+++ Given information +++

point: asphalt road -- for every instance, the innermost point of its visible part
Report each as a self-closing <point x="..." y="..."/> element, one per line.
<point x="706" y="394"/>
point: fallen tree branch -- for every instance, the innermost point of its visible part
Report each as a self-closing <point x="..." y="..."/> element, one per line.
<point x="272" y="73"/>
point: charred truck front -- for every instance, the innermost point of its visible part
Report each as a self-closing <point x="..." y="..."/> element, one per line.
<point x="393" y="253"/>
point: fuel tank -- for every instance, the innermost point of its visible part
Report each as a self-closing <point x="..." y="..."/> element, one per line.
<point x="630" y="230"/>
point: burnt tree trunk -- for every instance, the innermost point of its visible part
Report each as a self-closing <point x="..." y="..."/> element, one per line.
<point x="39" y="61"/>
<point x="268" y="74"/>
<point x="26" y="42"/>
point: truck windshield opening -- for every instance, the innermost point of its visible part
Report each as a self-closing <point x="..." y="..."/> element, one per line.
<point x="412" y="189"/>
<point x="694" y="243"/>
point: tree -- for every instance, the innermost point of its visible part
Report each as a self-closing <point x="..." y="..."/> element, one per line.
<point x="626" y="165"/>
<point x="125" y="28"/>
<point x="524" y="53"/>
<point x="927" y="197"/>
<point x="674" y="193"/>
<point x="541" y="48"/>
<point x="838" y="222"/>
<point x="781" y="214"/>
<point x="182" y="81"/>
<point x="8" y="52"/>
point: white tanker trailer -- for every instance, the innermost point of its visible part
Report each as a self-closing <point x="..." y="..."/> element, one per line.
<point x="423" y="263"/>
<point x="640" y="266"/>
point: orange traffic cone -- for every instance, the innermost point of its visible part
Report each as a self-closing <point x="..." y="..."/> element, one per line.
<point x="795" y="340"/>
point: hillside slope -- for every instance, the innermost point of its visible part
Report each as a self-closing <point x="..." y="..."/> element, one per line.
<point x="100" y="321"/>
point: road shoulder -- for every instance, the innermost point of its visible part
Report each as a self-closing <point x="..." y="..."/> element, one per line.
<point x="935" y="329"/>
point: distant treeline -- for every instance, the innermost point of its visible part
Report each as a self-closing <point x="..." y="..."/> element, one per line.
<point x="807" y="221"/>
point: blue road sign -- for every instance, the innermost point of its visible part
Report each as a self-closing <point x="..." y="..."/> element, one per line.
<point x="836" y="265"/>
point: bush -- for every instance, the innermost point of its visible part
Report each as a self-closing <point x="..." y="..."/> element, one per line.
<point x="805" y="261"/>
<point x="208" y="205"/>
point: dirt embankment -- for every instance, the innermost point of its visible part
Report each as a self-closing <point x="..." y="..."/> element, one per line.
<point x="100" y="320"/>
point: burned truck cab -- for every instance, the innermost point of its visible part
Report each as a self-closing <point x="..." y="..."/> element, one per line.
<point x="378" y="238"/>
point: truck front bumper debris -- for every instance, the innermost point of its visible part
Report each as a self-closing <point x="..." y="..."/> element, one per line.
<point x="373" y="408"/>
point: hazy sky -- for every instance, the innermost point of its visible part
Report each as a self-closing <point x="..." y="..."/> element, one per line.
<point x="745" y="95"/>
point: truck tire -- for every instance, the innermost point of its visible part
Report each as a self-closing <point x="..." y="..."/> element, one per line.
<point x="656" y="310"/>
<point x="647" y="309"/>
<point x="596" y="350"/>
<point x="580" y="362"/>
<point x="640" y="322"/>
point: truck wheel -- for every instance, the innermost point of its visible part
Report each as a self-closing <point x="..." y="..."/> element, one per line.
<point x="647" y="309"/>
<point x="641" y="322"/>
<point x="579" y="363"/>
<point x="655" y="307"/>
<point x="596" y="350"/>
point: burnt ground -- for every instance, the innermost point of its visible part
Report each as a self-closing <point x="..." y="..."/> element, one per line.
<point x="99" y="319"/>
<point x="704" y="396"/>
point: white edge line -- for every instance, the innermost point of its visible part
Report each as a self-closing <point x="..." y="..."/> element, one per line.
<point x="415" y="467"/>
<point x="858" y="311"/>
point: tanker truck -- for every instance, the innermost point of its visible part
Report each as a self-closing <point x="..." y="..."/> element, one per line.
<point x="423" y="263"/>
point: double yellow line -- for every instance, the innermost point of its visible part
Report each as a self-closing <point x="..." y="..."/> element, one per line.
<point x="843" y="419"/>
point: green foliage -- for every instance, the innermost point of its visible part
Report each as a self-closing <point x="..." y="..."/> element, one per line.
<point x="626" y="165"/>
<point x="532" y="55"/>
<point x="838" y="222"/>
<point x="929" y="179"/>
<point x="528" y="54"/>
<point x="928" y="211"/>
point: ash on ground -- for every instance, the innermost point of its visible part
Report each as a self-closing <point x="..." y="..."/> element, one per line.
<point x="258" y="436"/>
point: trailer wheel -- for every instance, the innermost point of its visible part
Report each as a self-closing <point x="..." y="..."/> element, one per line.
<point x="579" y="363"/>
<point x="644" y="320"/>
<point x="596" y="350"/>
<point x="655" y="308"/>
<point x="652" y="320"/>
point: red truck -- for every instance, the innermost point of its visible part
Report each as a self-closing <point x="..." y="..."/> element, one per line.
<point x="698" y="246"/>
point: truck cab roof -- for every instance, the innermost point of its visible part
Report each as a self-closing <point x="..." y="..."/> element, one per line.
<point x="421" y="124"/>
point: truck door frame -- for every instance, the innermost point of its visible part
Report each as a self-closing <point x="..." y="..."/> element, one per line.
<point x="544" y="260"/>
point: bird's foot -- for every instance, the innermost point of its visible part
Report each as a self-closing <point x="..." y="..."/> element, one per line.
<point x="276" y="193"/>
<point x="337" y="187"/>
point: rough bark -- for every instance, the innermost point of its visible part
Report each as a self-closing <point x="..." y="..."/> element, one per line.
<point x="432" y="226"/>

+++

Convert every record above into a two-column CSV with the header input,output and one row per record. Put the record's text under input and its answer under output, each as a single quoted field with line breaks replaced by spaces.

input,output
"point: asphalt road -- for every instance, the innermost point of its visible part Report each as a self-closing <point x=""..."" y=""...""/> element, one per line.","<point x=""706"" y=""394""/>"
"point: fallen tree branch -- for every instance, the innermost point of its visible part Report each as a self-closing <point x=""..."" y=""...""/> element, one per line.","<point x=""272"" y=""73""/>"
"point: charred truck front -- for every instance, the innermost point of its visible part Report each as a self-closing <point x=""..."" y=""...""/> element, one per line.","<point x=""393"" y=""253""/>"
"point: fuel tank -- for every instance, the innermost point of its visible part Report each as a self-closing <point x=""..."" y=""...""/> element, one per line.","<point x=""630"" y=""230""/>"
"point: burnt tree trunk -- for every instance, the innermost point of its visible part Report each as a self-closing <point x=""..."" y=""...""/> element, one per line.","<point x=""39"" y=""61""/> <point x=""268"" y=""74""/> <point x=""26"" y=""42""/>"
"point: truck windshield opening -- for every instance, the innermost point of its visible part Report each as a self-closing <point x=""..."" y=""...""/> element, one per line.","<point x=""412"" y=""189""/> <point x=""694"" y=""243""/>"
"point: tree -- for every instance, the innermost point of its visible part Report each as a self-closing <point x=""..."" y=""...""/> element, one per line.","<point x=""626"" y=""165""/> <point x=""125"" y=""28""/> <point x=""524"" y=""53""/> <point x=""927"" y=""197""/> <point x=""674"" y=""193""/> <point x=""541"" y=""48""/> <point x=""838"" y=""222""/> <point x=""781"" y=""214""/> <point x=""182"" y=""81""/> <point x=""8"" y=""52""/>"
"point: white tanker trailer -- for every instance, the innermost point of its visible part Report each as a self-closing <point x=""..."" y=""...""/> element, one per line.","<point x=""423"" y=""263""/> <point x=""640"" y=""266""/>"
"point: orange traffic cone -- for every instance, the innermost point of its visible part Report each as a self-closing <point x=""..."" y=""...""/> element, one per line.","<point x=""795"" y=""340""/>"
"point: hillside slope -- for every instance, the innermost point of its visible part Report each as a self-closing <point x=""..."" y=""...""/> element, one per line.","<point x=""100"" y=""321""/>"
"point: road shoulder -- for every instance, the innermost point of its visible part Report each as a self-closing <point x=""..."" y=""...""/> element, one per line.","<point x=""935"" y=""329""/>"
"point: distant treeline -- for every instance, the innermost point of its visible part Report each as a self-closing <point x=""..."" y=""...""/> element, one per line.","<point x=""807"" y=""221""/>"
"point: blue road sign -- for every instance, the innermost point of its visible part Report each as a self-closing <point x=""..."" y=""...""/> element, one per line.","<point x=""836"" y=""265""/>"
"point: bush -- for every instance, the innermost point of its visible part Report each as a self-closing <point x=""..."" y=""...""/> element, one per line.","<point x=""805"" y=""261""/> <point x=""208"" y=""205""/>"
"point: dirt embankment -- for every instance, the innermost point of its visible part Report each as a self-closing <point x=""..."" y=""...""/> element, one per line.","<point x=""100"" y=""320""/>"
"point: burned truck cab -- for every instance, the innermost point of its visible part Report each as a self-closing <point x=""..."" y=""...""/> element, one per line.","<point x=""378"" y=""238""/>"
"point: truck front bumper debris -- for every instance, the innermost point of its visible part Report each as a self-closing <point x=""..."" y=""...""/> element, one per line.","<point x=""373"" y=""408""/>"
"point: hazy sky -- for every instance, the innermost point of its visible part Report each as a self-closing <point x=""..."" y=""...""/> element, one per line.","<point x=""745"" y=""95""/>"
"point: truck tire -- for every instance, the innermost point of its visible part Report each as a self-closing <point x=""..."" y=""...""/> element, one per line.","<point x=""656"" y=""310""/> <point x=""647"" y=""309""/> <point x=""596"" y=""350""/> <point x=""580"" y=""362""/> <point x=""640"" y=""322""/>"
"point: truck wheel -- for every instance, the innermost point of its visible part Report each as a self-closing <point x=""..."" y=""...""/> element, one per line.","<point x=""647"" y=""309""/> <point x=""641"" y=""322""/> <point x=""579"" y=""363""/> <point x=""655"" y=""307""/> <point x=""596"" y=""350""/>"
"point: burnt ground -- for every instance, the innermost point of its visible part Report each as a self-closing <point x=""..."" y=""...""/> element, one per line.","<point x=""99"" y=""319""/> <point x=""704"" y=""396""/>"
"point: white edge line -- for every instance, the innermost point of its visible part Report each as a self-closing <point x=""..."" y=""...""/> element, one per line.","<point x=""415"" y=""467""/> <point x=""858"" y=""311""/>"
"point: tanker truck -- for every instance, the innermost point of its visible part Report each as a self-closing <point x=""..."" y=""...""/> element, one per line.","<point x=""423"" y=""263""/>"
"point: double yellow line -- for every instance, the innermost point of its visible part Report each as a self-closing <point x=""..."" y=""...""/> element, one per line.","<point x=""843"" y=""419""/>"
"point: green foliage -- for every instance, the innermost point of its visible part Report each as a self-closing <point x=""..."" y=""...""/> element, one per line.","<point x=""626"" y=""165""/> <point x=""532"" y=""55""/> <point x=""838"" y=""222""/> <point x=""929"" y=""179""/> <point x=""528"" y=""54""/> <point x=""928"" y=""211""/>"
"point: ash on ground -- for every instance, the innermost point of its visible part Report each as a self-closing <point x=""..."" y=""...""/> element, one per line.","<point x=""258"" y=""436""/>"
"point: trailer wheel -- for every instance, the innermost point of its visible part Report each as a self-closing <point x=""..."" y=""...""/> element, one per line.","<point x=""579"" y=""363""/> <point x=""644"" y=""320""/> <point x=""596"" y=""350""/> <point x=""655"" y=""308""/> <point x=""652"" y=""320""/>"
"point: red truck -- for every instance, the innermost point of its visible part Report each as a self-closing <point x=""..."" y=""...""/> element, one per line.","<point x=""698"" y=""246""/>"
"point: truck cab roof -- for every instance, the innermost point of its visible part Report each as a self-closing <point x=""..."" y=""...""/> element, one per line.","<point x=""421"" y=""124""/>"
"point: truck door frame -- for every instance, the innermost point of its visible part Report each as a self-closing <point x=""..."" y=""...""/> element, one per line.","<point x=""544"" y=""260""/>"
"point: bird's foot -- for every instance, the innermost point of its visible part Report each as a self-closing <point x=""..."" y=""...""/> element, one per line.","<point x=""276"" y=""193""/> <point x=""337"" y=""187""/>"
"point: rough bark -- for every instance, the innermost point of its visible part Report each as a self-closing <point x=""..."" y=""...""/> element, one per line.","<point x=""432"" y=""226""/>"